## Exercise
Please quote the news roundup below word for word, from "The German authorities" up to and including "in its possession.".

The article notes that the 238,000 people who claimed for service charges last year will have that particular avenue closed to them after 2010, with reliefs on waste charges etc being phased out in last week’s Finance Bill.

Swiss Cheese

The Tax Man is looking for access to the controversial list of suspected tax defaulters who may have squirreled their money away in secret Swiss bank accounts.

The German authorities have paid €2.5m for the leaked list of 1,500 individuals in a move that has soured Swiss-German relations.  The Revenue is now planning to ask for a peek, something the Germans have agreed to do in the past with similar documents in its possession.

The Sunday Business Post reports that “getting information about Swiss bank accounts would be a massive coup for the Revenue, even if no names turned up on the list”.

“According to Revenue sources, it would prove that the era when tax evasion was widespread in Ireland had come to an end,” it says

Parking Levy

After a delay of a year, the government will shortly introduce its proposed €200 parking levy on spaces provided by employers, The Sunday Business Post reports.

The levy on employees who drive to work was first announced in October 2008 but remained wishful thinking for “logistical reasons”.  The teething problems now appear to have been overcome and the scheme will be rolled out on a phased basis, beginning in Dublin city centre.

It will then be extended across the country in main urban centres.

Entries from a dataset
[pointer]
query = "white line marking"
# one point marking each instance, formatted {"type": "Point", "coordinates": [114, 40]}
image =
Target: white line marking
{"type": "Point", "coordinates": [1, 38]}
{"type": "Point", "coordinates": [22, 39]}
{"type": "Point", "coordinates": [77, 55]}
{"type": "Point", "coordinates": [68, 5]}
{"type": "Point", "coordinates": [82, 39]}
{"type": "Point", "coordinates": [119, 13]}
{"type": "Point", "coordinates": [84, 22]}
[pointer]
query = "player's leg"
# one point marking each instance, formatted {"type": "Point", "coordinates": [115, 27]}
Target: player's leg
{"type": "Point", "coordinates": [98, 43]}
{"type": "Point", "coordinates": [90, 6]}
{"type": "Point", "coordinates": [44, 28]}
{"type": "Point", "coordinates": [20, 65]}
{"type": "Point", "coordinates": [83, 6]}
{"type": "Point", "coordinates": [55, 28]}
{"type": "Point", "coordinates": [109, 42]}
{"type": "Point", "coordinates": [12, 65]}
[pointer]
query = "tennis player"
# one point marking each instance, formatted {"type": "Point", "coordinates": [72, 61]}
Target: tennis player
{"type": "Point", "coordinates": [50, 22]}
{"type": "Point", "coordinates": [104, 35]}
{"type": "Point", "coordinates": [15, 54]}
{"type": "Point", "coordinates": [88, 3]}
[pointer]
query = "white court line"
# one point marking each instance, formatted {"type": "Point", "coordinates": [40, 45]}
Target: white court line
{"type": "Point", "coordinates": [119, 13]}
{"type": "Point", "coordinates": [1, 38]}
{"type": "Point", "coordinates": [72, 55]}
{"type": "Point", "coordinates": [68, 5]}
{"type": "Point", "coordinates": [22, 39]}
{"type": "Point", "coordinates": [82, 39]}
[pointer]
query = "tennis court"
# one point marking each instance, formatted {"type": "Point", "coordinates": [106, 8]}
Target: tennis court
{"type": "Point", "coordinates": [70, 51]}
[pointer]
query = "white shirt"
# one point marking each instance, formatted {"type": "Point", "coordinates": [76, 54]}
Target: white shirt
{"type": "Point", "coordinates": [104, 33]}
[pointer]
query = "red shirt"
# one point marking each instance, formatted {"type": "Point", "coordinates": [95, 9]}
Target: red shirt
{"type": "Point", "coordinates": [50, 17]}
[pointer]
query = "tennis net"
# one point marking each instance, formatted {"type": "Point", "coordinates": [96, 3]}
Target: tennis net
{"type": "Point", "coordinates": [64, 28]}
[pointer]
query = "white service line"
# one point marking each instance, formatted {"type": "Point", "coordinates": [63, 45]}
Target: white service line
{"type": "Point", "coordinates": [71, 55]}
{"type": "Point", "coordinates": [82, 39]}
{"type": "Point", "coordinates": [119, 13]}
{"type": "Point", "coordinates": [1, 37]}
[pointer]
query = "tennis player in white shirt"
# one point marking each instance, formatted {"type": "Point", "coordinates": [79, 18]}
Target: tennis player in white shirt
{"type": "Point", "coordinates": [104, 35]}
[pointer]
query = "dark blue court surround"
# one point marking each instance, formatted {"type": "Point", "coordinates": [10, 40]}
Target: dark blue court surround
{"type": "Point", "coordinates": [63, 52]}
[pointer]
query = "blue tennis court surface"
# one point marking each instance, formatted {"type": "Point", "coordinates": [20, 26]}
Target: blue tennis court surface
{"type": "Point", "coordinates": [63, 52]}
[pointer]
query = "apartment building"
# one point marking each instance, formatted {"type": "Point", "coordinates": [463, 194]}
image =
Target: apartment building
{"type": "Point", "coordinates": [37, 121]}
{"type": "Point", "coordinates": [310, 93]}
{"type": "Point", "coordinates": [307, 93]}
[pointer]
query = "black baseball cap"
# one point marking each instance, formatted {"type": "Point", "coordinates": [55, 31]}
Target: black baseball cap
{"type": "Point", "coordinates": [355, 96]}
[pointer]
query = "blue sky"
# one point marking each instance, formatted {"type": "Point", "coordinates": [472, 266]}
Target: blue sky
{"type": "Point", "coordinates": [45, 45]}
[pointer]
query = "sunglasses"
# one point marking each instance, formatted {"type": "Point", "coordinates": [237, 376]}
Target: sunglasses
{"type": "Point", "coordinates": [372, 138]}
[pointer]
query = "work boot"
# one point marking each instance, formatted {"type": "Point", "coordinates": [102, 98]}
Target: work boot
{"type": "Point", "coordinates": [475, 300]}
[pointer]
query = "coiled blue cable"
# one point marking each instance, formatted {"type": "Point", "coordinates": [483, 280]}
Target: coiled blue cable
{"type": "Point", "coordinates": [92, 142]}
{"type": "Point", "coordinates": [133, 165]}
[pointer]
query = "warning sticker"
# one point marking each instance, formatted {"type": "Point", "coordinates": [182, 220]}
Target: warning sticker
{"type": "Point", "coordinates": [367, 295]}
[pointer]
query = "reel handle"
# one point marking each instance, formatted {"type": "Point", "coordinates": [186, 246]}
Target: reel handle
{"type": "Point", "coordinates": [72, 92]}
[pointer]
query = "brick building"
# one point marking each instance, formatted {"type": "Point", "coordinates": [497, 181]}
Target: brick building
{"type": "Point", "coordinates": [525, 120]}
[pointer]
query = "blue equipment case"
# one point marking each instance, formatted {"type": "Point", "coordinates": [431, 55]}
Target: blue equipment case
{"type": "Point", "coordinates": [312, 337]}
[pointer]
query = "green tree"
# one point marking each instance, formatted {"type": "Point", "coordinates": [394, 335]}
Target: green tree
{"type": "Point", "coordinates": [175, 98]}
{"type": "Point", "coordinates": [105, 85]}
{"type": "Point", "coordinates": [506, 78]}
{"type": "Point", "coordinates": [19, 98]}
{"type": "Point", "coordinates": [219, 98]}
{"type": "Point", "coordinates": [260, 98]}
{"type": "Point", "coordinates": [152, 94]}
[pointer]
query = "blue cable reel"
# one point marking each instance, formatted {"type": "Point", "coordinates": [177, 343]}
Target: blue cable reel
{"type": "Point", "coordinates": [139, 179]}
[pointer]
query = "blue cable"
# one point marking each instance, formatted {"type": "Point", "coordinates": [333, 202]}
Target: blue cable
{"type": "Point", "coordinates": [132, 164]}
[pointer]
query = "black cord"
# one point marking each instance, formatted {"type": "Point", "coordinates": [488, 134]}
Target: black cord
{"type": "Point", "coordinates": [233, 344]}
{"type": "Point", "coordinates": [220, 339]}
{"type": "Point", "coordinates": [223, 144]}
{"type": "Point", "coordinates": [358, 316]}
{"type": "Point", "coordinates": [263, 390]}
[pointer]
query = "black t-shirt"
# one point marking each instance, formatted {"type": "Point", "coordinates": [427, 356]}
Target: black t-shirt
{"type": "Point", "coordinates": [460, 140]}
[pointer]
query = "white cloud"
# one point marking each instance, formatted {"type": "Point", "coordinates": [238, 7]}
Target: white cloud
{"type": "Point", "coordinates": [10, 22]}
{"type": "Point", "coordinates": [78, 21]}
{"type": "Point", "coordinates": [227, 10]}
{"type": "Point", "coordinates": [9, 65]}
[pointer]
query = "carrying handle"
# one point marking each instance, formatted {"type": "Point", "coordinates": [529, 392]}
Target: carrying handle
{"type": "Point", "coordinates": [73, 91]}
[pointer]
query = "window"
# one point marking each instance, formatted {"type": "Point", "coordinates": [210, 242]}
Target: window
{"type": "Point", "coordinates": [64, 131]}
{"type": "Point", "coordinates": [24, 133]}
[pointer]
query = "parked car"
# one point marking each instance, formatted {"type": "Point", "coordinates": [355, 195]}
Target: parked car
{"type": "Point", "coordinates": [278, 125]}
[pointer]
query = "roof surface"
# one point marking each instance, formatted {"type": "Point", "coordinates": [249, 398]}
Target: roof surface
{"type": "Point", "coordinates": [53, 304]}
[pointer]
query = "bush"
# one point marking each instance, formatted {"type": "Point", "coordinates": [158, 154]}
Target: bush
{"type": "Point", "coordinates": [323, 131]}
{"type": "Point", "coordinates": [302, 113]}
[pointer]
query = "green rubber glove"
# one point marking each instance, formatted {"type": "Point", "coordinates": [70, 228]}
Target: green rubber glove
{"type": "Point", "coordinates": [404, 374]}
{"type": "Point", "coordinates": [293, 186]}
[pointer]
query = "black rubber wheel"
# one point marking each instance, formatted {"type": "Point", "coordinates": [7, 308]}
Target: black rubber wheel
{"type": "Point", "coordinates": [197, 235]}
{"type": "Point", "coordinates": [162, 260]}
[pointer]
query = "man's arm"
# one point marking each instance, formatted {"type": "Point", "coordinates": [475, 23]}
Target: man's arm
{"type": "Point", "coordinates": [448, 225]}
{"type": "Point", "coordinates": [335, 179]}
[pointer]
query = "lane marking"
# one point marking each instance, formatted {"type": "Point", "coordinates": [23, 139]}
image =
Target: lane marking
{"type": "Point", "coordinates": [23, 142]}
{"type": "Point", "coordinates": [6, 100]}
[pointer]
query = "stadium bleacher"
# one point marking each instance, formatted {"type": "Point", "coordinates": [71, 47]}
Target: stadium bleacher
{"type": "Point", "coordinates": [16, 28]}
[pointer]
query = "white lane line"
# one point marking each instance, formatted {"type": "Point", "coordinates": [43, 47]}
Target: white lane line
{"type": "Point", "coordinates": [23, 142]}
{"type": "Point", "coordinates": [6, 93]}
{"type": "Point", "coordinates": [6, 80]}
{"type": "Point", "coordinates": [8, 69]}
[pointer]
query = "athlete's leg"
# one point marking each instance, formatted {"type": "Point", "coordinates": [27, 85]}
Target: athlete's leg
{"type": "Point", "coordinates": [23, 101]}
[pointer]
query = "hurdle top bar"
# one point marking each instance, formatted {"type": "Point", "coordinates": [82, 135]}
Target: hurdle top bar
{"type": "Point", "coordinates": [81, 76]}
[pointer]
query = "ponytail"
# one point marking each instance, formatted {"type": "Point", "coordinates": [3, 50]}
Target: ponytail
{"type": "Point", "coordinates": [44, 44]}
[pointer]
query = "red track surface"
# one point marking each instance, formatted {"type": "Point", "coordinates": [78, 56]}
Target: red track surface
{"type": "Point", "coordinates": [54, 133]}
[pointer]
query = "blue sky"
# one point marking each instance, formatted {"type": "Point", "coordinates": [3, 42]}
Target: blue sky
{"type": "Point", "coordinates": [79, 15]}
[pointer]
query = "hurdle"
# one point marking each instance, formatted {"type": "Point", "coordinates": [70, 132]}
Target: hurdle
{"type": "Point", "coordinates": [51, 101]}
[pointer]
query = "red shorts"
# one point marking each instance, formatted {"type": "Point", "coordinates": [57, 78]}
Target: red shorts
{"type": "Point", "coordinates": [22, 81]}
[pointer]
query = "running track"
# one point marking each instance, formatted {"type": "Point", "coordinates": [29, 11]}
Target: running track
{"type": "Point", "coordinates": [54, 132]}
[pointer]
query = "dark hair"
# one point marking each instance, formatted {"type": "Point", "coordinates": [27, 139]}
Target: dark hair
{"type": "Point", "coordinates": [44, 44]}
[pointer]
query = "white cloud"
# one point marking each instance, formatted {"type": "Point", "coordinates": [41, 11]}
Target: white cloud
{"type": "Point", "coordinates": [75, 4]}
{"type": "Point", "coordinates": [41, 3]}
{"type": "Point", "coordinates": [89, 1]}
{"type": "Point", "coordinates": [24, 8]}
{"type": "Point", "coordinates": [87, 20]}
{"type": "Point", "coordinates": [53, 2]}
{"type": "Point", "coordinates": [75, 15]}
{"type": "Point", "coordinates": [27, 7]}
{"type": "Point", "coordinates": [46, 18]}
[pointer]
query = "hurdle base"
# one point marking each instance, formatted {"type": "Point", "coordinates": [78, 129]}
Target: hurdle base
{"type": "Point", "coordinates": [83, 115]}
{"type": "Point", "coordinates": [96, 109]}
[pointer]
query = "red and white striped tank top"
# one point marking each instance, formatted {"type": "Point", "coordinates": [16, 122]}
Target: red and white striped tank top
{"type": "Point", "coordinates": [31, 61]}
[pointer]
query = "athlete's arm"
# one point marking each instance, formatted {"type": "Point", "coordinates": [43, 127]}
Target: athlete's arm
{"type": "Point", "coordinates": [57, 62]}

## Correct answer
The German authorities have paid €2.5m for the leaked list of 1,500 individuals in a move that has soured Swiss-German relations.  The Revenue is now planning to ask for a peek, something the Germans have agreed to do in the past with similar documents in its possession.